• _Assigned task_
Leave out the pictures and reproduce all of the data exactly.

• _Records provided_

=== Section Start ===

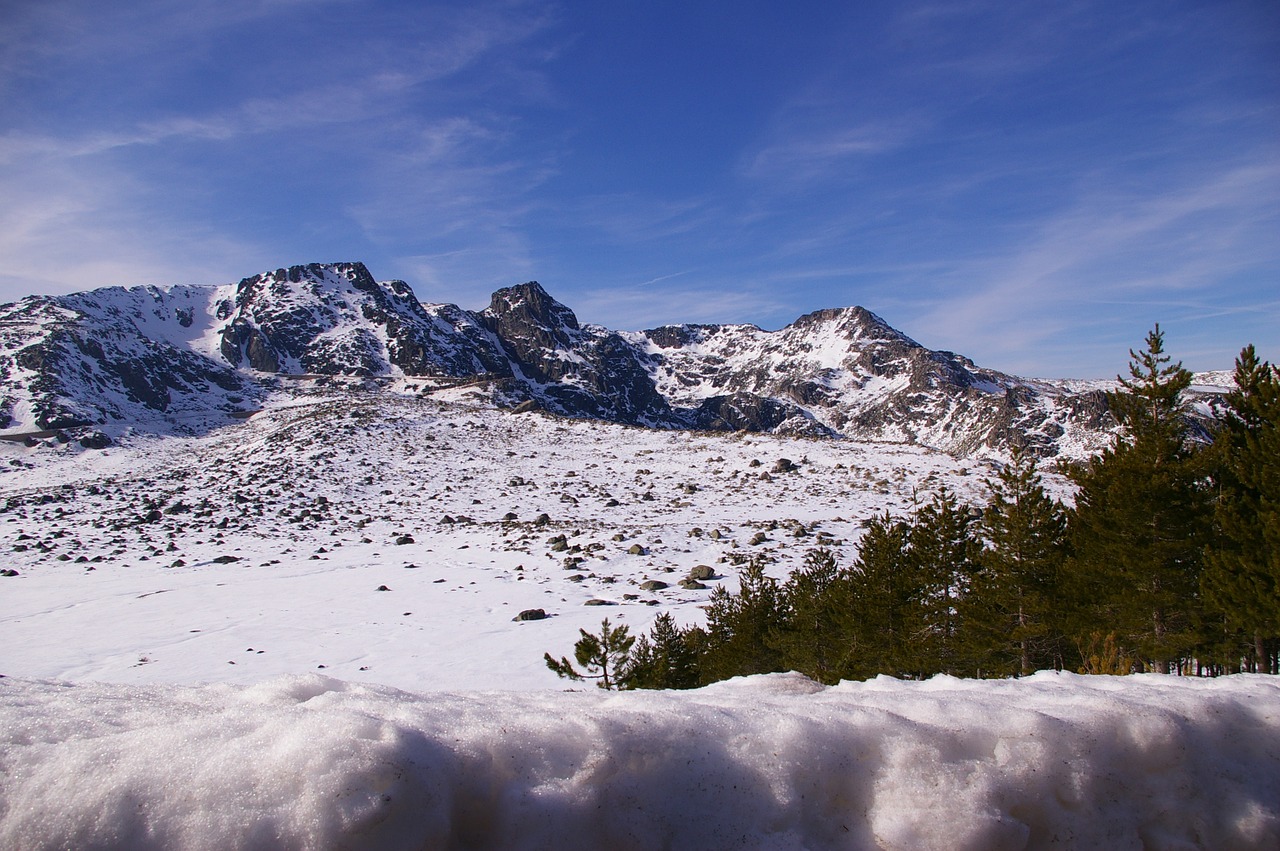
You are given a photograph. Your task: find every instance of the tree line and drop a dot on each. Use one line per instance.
(1168, 561)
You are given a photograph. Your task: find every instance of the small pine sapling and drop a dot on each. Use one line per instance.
(600, 655)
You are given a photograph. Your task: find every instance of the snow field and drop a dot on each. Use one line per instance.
(778, 762)
(302, 593)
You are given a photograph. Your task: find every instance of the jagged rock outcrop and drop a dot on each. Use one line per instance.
(179, 353)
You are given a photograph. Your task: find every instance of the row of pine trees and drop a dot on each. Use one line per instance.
(1169, 562)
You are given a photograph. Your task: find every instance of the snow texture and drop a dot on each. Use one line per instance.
(778, 762)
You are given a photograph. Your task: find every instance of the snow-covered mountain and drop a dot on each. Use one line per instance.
(181, 358)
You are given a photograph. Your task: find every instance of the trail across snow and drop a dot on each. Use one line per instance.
(775, 762)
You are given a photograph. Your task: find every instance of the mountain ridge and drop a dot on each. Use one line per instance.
(112, 357)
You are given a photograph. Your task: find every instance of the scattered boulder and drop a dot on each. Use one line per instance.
(95, 440)
(531, 614)
(702, 572)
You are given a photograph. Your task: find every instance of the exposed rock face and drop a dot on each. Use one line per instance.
(173, 355)
(112, 356)
(337, 320)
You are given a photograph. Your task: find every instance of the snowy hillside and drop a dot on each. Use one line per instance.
(282, 561)
(259, 548)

=== Section End ===

• _Answer area_
You are given a photograph. Your task: find every instance of the tree line and drop a dot on each. Use one line per instance.
(1168, 561)
You are given a photograph. Your task: find every instance of the small pine sapling and drop a dot on each. Use one line per instance.
(600, 655)
You are given a photograph. Your task: find every instance of the snow field and drop a dot on each. Use one line per instance.
(778, 762)
(302, 593)
You are given a photograph. Your task: find every instance of the jagged rock outcrop and drop a dot on each. Use one line per instance.
(179, 353)
You are given a photograph. Your task: find every instance of the row of pine trees and drop a dot on each. Use one line per instance.
(1169, 562)
You are given a photograph. Your task: find every instance of the snow texture and drop a dot on each. Use one line per instance.
(778, 762)
You are given a photograph. Your task: find every instance of the snow-covered mountain and drop a dot on each. Use one line per instance.
(181, 358)
You are given a photograph. Your task: find every instance of the trail across snow and drop a dot on each. Use one line per instance.
(775, 762)
You are given a photograph. Your task: find every instance of the mountain ridge and drop a dot on each. Use one line per instance.
(112, 357)
You are given a photograph. Your task: find every instance of the scattered boulder and drop a dot on each. Use one line per instance.
(95, 440)
(531, 614)
(702, 572)
You are given a photograph. Your task: find every instance of the exposed rock face and drop a dot on each. Use one line per instance.
(173, 355)
(112, 356)
(337, 320)
You are given a photograph. Your task: find every instance of the snowy hillside and drop a dot on each. Use one line per instance.
(282, 561)
(259, 548)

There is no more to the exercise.